18.4 Cgo-based drivers (libmysqlclient, oracle, db2)¶
database/sql assumes drivers are pure Go and don't interact with the OS scheduler beyond network IO. cgo-based drivers (e.g., mattn/go-oci8) bring their own threading model. Each cgo call blocks a P (processor) until return. Effects:
- Heavy concurrent driver calls can starve the Go runtime. Set
GOMAXPROCSappropriately and consider explicitruntime.LockOSThreadif the driver requires thread-local state. - Timeouts via ctx cancellation may not propagate through the C code. The Go goroutine returns on cancel, but the C call may still be running on the thread — orphaned work.
If you must use a cgo driver, treat MaxOpenConns not just as a DB-side limit but as a thread budget. Setting MaxOpenConns = 100 with a cgo driver on a 4-core machine is a recipe for runaway thread counts.
19. Putting it all together — a production config¶
Below is a config that combines the lessons. Postgres direct (no proxy), 8 pods of an order-API.
package db
import (
"context"
"database/sql"
"fmt"
"time"
_ "github.com/jackc/pgx/v5/stdlib"
)
type Config struct {
DSN string
MaxOpenConns int // default 15
MaxIdleConns int // default = MaxOpenConns
ConnMaxLifetime time.Duration // default 30m
ConnMaxIdleTime time.Duration // default 5m
AppName string
StatementTimeout time.Duration // default 30s, set via DSN options
}
func Open(ctx context.Context, cfg Config) (*sql.DB, error) {
if cfg.MaxOpenConns == 0 { cfg.MaxOpenConns = 15 }
if cfg.MaxIdleConns == 0 { cfg.MaxIdleConns = cfg.MaxOpenConns }
if cfg.ConnMaxLifetime == 0 { cfg.ConnMaxLifetime = 30 * time.Minute }
if cfg.ConnMaxIdleTime == 0 { cfg.ConnMaxIdleTime = 5 * time.Minute }
if cfg.StatementTimeout == 0 { cfg.StatementTimeout = 30 * time.Second }
dsn := fmt.Sprintf("%s&application_name=%s&statement_timeout=%d",
cfg.DSN, cfg.AppName, int(cfg.StatementTimeout/time.Millisecond))
db, err := sql.Open("pgx", dsn)
if err != nil { return nil, err }
db.SetMaxOpenConns(cfg.MaxOpenConns)
db.SetMaxIdleConns(cfg.MaxIdleConns)
db.SetConnMaxLifetime(cfg.ConnMaxLifetime)
db.SetConnMaxIdleTime(cfg.ConnMaxIdleTime)
// Validate connectivity before returning.

Set tasks:
1. Name every field declared in the Config struct in the Go database configuration text.
2. Pick up the Go database configuration text where it stops and carry it on.

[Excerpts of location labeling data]
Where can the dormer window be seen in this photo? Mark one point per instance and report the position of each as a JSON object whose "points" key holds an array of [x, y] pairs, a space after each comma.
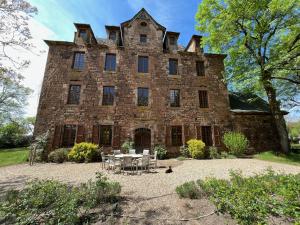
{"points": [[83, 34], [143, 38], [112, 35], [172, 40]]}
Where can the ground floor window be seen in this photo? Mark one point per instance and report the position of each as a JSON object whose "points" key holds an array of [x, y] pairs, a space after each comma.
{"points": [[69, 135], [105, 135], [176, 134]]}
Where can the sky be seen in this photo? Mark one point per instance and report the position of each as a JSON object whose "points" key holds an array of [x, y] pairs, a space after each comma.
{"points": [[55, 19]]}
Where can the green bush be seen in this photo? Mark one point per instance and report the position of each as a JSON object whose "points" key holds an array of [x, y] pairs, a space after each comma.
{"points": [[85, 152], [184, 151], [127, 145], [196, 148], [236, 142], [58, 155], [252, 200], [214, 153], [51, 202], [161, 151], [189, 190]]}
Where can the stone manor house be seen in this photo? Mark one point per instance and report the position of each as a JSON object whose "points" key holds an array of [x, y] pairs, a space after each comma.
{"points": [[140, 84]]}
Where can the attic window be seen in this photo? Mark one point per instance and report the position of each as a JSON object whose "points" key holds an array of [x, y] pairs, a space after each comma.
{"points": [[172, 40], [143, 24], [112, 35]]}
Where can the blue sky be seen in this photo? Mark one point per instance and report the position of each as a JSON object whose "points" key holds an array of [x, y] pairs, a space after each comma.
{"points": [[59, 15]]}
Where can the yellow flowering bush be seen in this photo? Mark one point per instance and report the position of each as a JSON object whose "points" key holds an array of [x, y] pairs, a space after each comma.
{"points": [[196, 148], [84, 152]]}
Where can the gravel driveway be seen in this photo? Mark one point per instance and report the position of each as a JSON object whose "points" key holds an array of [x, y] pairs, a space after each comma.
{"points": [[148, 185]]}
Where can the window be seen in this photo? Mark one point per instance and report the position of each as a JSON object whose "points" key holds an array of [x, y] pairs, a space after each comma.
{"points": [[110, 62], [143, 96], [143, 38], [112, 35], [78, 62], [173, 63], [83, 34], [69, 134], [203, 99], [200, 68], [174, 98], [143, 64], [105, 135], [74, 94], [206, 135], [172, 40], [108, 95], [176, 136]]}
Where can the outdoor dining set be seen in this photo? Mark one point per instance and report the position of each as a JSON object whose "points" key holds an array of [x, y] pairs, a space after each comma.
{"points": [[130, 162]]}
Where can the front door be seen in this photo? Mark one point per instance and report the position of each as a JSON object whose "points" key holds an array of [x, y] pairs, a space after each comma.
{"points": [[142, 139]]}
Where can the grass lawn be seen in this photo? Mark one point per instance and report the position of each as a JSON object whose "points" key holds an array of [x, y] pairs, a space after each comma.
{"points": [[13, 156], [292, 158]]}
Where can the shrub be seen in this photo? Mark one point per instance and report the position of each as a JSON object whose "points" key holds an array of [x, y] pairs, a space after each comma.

Outputs:
1. DSN, MaxOpenConns, MaxIdleConns, ConnMaxLifetime, ConnMaxIdleTime, AppName, StatementTimeout

2.
pingCtx, cancel := context.WithTimeout(ctx, 5*time.Second)
defer cancel()
if err := db.PingContext(pingCtx); err != nil {
db.Close()
return nil, fmt.Errorf("db ping: %w", err)
}
return db, nil
}
Usage at startup:
func main() {
ctx, cancel := signal.NotifyContext(context.Background(), os.Interrupt, syscall.SIGTERM)
defer cancel()
fastDB, err := db.Open(ctx, db.Config{
DSN: os.Getenv("DB_DSN"),
MaxOpenConns: 15,
AppName: "orders-fast",
StatementTimeout: 5 * time.Second,
})
if err != nil { log.Fatalf("open fast db: %v", err) }
defer fastDB.Close()
slowDB, err := db.Open(ctx, db.Config{
DSN: os.Getenv("DB_DSN"),
MaxOpenConns: 3,
AppName: "orders-slow",
StatementTimeout: 60 * time.Second,
ConnMaxIdleTime: 1 * time.Minute,
})
if err != nil { log.Fatalf("open slow db: %v", err) }
defer slowDB.Close()
reg := prometheus.NewRegistry()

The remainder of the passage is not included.